** КОРОТКОЕ ЗАДАНИЕ 1 **
Ответьте по обсуждению о музыке и гунах:
(a) Что, по словам автора первого сообщения, ставили в фильме?
(b) Какие эмоции, по словам Александра.Б, веды запрещают использовать в музыке в чистом виде?
(c) Какой пример одной эмоции в разных гунах приводит Александр.Б в последнем сообщении?
** КОРОТКОЕ ЗАДАНИЕ 2 **
Допишите следующую реплику обсуждения о музыке и гунах, продолжив его после последнего сообщения.

** ОТРЫВОК ДЛЯ ЧТЕНИЯ **
┌────────
Фильм этот смотрел. С общей идеей согласен. Но там ставили лучшее из классики и худшее из рока. Это же слышно, что там играет. Поэтому считаю этот эксперимент не законченным. Это как подтасованные выборы, которые отражают интересы большинства, а меньшинства как будто бы и нет вообще. Хотя потом меньшинство становится той революционной силой, которая свергает классическое и правильное большинство. Я просто хочу доказать не преимущество одного жанра музыки над другим, а постулат Кришны о том, что все три гуны проникают ПОВСЮДУ и значит они проникают и в классику, и в джаз, и в рок. Просто внешне эти гуны в разной музыке будут проявляться по-разному. Где-то через тембр инструмента, где-то через общее настроение, где-то через слова и т.д.

----------


## Андрей Афанасьевич

> И кто же это разделение определяет?


Растения определяют по-разному. Поскольку непонятно, чем фасоль хуже гороха, растения из числа экспертов исключим. Но есть мудрецы, которые разработали теорию и практику раг. У них же там всё чётко, научно, объективно, как я понял, всё по расам. Причём эмоции в миноре тоже допускаются.
Когда Шрила Прабхупада говорит о пище в гуне благости, он ведь тоже ссылается на мудрецов. Мудрецы на основе шастр и опыта определяют. :pandit:  :pandit:  :pandit:

----------


## Александр.Б

Эмоции, неотъемлемая часть жизни живого существа. Музыка, это лишь звук этих эмоций (как запахи цветов или чего-то ещё). Мажор, минор и прочее, просто необходимы для передачи того или иного эмоционального состояния. Другое дело, что веды рекомендуют заканчивать музыкальное повествование позитивом. И запрещают использовать в музыке эмоции гнева, страха и т.п. в чистом виде.
Инструментальный состав симфонического оркестра, позволяет музыканту воспроизвести практически любые оттенки эмоций с любой интенсивностью. Другие наборы инструментов не могут так широко охватить весь эмоциональный спектр. Традиционный инструментальный состав рок металл группы, идеально подходит для воспроизведения музыки, окрашенной эмоциями гнева, злости и т.п. Но при желании, может передать и другие состояния: влюблённость, печаль, радость и т.п.
Как говорил Враджендра Кумар пр., не стоит оценивать музыку по принадлежности её к стилю или жанру.
И если гуны каким-то образом пересекаются с эмоциями в музыке, то они являются лишь средством выразительности.

----------


## Андрей Афанасьевич

> И если гуны каким-то образом пересекаются с эмоциями в музыке, то они являются лишь средством выразительности.


Надлежащим образом поданные эмоции - это гуна благости. Такая музыка утоляет эмоциональный голод в гуне благости, она как пища в благости, которая 
"должна увеличивать продолжительность жизни, очищать ум и прибавлять сил".

----------


## Александр.Б

Ага, похоже на правду. 
Вот ещё подумалось, ведь одна и та же эмоция может быть в разных гунах. Например праведный, благородный гнев.
└────────
Записи из источника данных
┌────────
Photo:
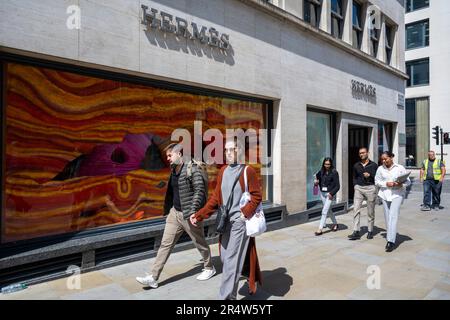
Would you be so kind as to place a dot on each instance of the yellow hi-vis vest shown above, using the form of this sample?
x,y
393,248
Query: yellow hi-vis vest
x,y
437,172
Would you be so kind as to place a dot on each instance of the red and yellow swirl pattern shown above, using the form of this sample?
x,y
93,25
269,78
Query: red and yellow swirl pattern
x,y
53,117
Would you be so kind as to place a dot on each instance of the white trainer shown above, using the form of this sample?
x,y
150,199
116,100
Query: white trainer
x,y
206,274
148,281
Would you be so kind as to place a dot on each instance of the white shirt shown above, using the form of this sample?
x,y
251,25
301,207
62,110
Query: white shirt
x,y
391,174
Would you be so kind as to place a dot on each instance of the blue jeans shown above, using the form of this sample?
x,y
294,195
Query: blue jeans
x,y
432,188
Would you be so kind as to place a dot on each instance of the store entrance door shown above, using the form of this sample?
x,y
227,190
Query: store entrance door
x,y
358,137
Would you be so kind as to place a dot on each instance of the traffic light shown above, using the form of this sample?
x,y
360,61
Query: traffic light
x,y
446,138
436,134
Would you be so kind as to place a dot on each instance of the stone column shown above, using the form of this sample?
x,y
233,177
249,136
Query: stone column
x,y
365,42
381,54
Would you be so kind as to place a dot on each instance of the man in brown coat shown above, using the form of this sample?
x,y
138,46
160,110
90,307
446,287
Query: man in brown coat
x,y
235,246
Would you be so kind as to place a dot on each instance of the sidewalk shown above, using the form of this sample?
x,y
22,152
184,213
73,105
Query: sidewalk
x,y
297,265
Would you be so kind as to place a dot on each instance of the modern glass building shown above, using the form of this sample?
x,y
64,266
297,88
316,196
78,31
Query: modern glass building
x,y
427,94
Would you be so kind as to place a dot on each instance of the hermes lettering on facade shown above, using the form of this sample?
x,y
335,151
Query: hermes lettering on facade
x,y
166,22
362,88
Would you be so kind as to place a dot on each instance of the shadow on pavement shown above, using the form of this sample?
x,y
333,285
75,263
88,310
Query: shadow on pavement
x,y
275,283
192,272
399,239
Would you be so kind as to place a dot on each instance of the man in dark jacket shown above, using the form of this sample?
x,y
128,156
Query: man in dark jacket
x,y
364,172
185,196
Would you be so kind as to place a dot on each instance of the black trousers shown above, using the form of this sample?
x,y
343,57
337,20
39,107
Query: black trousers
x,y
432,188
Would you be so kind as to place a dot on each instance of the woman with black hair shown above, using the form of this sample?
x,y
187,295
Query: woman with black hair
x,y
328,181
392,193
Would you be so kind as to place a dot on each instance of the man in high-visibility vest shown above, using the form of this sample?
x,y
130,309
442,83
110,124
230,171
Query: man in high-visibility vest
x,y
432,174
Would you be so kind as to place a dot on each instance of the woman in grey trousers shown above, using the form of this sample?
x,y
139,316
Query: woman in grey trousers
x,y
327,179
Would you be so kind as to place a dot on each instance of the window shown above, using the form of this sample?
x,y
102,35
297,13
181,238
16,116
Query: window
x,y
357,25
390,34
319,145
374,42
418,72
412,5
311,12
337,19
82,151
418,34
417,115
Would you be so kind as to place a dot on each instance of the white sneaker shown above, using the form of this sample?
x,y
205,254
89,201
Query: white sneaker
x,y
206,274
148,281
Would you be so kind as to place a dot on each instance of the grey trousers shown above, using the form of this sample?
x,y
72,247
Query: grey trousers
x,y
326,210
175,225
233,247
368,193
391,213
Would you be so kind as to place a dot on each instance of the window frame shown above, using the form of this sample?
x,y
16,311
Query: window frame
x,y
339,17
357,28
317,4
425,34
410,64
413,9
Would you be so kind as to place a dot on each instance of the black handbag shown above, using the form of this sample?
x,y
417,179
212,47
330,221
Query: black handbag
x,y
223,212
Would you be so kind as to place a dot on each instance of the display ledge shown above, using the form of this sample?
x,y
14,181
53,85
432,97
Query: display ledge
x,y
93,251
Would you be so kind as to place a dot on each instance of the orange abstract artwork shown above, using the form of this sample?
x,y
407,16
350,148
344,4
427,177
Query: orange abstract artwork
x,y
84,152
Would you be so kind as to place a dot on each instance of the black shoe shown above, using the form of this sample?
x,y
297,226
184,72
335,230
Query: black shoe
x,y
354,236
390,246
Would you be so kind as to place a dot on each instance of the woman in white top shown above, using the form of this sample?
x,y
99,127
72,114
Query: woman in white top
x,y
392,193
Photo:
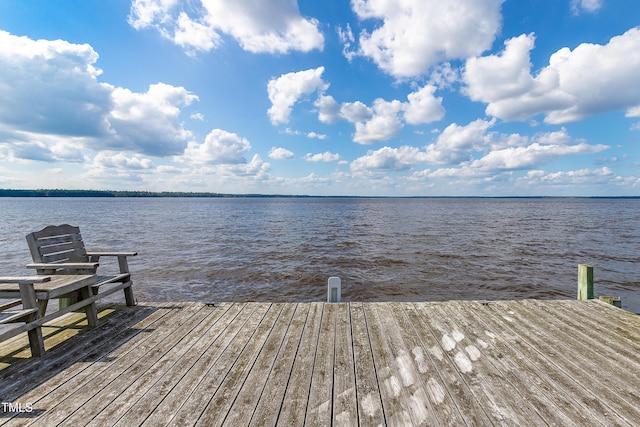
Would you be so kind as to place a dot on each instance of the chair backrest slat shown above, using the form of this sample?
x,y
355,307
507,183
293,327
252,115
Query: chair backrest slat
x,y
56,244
└────────
** ИТОГОВЫЙ ОТВЕТ 1 **
(a) Лучшее из классики и худшее из рока.
(b) Эмоции гнева, страха и т.п.
(c) Праведный, благородный гнев.

** ИТОГОВЫЙ ОТВЕТ 2 **
----------


## СергейИванов

> ... т.к. у вас уже есть предубеждение


Более корректно было бы сказать "убеждения".




> и вам страшно хочется доказать его правоту.


Это разве кого-то задевает?




> Если принять ваше предложение "говорить обобщенно", то я хочу предложить расширить ваше обощение и сказать, что ВСЕ, что создано в этом мире - продукт майи и потому недостойно внимания преданного. Этот мир нужно ВЕСЬ отбросить со всеми тремя гунами.


Неправильно! Шрила Прабхупада говорил, что гуна благости - это трамплин в духовный мир, и он никогда не говорил про отбрасывание гуны благости, а наоборот - про её культивирование.




> фактически означает поверхностный дилетантский подход, с которым я не могу согласиться


Не соглашайтесь ))




> Я не знаю, каков ваш меломанский опыт и насколько широко вы себе представляете палитру *современной* музыки


А разве вайшнав должен разбираться в современной музыке?




> , но судя по вашим тезисам, о роке вы имеете не полное представление, если пытаетесь с роком отождествить что-то худшее и агрессивное, тем более, если вы ставите рэп и рок рядом. По моим понятиям они рядом не сидели никогда. Поэтому вы и не хотите исключений и нестандартных случаев, которые эту правоту полколеблют. Какая именно классическая музыка улучшает надои коров? Поставьте им симфонии Г.Малера, Реквием Моцарта, струнные квартеты Д.Шостаковича, смурного Шнитке и бедные коровы сдохнут от тоски после этой классики. У вас нет статистики надоя коров под ВСЕ произведения классики и под все произведения неклассики.


Странно, что вы защищаете рок, а классику ругаете. 




> Поэтому любой эмпирический эксперимент неизбежно обречен на ошибку.


Пратьякша и анумана - также виды ВЕДИЧЕСКОГО познания.




> Есть такая классика, от которой повеситься хочется. Не слышали?


Вот вы слышали о вреде классики - откуда? А почему море информации о её пользе пропустили?




> Не с заведомо пристрастных постулатов типа вся классика хороша, и весь рок - плох...


Я такого не говорил.




> ... а с того, что такое вообще хорошая (благостная) музыка, независимо от условного разделения по жанрам





> Снова предлагаю выдвинуть сначала критерии благости для музыки...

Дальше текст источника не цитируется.